--- BEGIN ---

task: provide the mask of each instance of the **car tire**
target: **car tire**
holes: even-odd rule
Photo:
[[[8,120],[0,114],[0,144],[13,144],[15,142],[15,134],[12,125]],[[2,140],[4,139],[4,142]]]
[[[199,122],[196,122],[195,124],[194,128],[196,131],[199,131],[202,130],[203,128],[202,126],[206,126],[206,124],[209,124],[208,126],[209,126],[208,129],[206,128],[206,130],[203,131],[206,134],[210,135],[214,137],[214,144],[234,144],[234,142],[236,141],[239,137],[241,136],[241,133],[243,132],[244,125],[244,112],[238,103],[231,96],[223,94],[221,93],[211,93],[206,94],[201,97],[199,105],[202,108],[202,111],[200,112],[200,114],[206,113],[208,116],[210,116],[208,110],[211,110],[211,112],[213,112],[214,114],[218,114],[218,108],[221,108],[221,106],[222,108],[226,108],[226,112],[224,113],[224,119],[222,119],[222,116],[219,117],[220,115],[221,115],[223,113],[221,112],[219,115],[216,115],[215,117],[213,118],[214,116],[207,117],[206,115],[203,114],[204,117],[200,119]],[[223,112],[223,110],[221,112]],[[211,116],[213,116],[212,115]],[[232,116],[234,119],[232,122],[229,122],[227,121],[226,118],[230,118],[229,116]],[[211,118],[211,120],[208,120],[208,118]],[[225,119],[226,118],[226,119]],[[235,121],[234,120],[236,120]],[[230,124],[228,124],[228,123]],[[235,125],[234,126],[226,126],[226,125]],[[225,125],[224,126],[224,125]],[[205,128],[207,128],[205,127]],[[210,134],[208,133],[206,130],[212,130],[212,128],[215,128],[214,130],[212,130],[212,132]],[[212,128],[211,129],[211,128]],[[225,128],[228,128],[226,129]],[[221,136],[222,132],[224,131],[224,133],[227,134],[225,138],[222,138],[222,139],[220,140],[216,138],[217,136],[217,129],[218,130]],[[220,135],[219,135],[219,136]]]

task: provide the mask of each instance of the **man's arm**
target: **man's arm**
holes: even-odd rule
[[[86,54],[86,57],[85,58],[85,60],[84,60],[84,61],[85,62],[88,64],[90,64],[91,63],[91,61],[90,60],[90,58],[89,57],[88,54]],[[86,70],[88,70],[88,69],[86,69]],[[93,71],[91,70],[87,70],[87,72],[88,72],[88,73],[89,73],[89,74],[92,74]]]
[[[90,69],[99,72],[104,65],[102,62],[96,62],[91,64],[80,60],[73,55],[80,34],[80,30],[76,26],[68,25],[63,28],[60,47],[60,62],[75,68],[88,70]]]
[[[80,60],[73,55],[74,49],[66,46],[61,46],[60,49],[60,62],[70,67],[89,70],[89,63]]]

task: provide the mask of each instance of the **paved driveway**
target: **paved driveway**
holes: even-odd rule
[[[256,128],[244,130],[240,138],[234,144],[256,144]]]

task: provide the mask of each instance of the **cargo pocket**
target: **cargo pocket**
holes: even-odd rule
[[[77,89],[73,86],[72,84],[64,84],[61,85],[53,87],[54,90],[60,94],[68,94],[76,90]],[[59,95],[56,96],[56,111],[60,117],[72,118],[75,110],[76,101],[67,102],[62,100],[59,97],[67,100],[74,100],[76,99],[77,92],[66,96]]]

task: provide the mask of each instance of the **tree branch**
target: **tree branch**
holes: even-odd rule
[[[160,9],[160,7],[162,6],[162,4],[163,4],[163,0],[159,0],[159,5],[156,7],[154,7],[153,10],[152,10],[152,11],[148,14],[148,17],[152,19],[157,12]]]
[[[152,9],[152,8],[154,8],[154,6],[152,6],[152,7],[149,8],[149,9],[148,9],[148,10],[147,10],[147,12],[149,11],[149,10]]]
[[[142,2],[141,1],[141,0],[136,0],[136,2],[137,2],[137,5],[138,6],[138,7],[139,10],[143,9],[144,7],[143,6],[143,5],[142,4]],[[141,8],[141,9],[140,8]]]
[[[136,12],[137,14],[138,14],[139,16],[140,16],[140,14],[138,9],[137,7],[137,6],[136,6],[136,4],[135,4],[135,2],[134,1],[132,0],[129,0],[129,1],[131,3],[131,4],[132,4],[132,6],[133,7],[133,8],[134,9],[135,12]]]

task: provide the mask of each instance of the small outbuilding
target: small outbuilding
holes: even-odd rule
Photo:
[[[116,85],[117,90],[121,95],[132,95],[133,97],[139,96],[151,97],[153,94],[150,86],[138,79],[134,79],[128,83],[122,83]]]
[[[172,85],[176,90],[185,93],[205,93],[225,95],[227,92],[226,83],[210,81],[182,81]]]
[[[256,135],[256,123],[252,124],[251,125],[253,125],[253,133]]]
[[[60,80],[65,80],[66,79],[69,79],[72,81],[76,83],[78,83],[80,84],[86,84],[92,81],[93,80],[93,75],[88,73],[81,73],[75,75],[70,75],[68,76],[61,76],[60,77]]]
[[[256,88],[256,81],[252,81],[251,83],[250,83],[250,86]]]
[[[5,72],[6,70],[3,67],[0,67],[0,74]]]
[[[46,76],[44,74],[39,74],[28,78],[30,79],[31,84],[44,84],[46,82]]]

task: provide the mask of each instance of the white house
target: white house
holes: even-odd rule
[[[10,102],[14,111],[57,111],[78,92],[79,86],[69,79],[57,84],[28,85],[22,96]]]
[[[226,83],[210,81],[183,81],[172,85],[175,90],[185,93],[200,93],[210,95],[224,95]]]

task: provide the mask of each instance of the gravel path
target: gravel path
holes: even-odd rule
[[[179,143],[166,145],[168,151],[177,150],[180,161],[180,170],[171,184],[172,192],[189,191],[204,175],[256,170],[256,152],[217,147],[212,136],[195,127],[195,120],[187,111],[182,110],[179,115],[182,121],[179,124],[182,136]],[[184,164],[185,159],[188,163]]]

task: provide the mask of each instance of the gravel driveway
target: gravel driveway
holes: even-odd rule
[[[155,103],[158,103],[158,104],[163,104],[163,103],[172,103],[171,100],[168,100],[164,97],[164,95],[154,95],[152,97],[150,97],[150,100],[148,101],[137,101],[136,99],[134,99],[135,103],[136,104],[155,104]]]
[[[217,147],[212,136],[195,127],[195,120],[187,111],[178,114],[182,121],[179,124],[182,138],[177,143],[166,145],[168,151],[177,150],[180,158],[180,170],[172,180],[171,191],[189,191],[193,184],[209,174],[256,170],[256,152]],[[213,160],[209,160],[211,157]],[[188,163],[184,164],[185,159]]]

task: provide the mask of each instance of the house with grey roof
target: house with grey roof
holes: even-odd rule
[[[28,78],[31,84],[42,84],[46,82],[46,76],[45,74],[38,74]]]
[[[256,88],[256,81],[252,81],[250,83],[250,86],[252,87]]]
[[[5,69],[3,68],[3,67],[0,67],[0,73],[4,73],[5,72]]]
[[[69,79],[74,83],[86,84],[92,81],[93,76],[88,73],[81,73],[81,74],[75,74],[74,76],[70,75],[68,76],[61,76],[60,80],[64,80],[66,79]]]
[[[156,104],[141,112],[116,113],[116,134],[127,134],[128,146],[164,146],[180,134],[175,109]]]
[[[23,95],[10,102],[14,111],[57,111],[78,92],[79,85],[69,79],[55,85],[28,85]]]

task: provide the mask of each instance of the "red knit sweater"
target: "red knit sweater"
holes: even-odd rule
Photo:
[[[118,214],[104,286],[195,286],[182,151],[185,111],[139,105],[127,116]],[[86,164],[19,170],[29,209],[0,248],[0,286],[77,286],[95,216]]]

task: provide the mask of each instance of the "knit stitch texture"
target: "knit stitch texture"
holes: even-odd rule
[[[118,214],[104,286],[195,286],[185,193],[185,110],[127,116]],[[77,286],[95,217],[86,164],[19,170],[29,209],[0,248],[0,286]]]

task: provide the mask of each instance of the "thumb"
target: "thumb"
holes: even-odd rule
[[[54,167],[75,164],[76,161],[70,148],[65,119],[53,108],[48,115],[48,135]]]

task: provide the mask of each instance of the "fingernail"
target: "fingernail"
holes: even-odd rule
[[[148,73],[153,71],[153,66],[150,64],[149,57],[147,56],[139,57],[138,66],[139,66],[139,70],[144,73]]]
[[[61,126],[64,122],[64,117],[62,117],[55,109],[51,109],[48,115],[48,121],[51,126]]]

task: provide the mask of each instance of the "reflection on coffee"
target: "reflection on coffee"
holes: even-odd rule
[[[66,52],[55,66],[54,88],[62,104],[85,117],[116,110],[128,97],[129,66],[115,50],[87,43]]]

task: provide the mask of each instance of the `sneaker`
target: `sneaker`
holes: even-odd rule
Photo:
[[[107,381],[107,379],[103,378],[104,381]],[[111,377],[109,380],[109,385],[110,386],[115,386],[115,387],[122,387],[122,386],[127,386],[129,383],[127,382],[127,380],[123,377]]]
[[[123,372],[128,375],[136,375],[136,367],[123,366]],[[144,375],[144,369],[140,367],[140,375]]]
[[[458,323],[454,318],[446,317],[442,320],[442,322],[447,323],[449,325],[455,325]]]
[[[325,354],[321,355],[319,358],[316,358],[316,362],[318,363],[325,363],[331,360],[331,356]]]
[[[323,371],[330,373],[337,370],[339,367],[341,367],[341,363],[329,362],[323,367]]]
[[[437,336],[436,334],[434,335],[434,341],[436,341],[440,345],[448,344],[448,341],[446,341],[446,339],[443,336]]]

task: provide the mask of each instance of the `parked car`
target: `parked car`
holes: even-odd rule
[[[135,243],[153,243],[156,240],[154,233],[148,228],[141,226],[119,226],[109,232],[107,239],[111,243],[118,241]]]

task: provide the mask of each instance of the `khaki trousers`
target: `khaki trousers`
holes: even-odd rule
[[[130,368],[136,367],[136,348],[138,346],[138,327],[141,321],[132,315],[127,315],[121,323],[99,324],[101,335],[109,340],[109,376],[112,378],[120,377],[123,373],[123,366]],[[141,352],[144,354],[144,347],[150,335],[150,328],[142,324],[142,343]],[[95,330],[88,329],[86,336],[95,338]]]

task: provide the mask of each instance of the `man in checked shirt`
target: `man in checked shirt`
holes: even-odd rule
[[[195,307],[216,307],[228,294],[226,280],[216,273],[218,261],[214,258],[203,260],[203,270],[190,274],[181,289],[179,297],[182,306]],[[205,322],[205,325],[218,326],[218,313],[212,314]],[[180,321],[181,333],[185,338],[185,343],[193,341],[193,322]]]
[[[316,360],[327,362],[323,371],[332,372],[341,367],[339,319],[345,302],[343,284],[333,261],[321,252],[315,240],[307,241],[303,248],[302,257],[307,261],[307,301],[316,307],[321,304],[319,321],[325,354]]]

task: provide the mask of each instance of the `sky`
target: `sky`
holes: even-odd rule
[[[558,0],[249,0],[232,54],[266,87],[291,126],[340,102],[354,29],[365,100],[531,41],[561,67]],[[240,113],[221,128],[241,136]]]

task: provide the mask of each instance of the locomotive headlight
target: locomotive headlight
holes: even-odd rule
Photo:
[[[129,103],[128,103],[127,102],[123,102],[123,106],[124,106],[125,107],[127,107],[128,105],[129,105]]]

--- END ---

- [Direction]
Count the lines in the records above that contain the string "outbuilding", treating case as significant, and give only the number.

- [The result]
2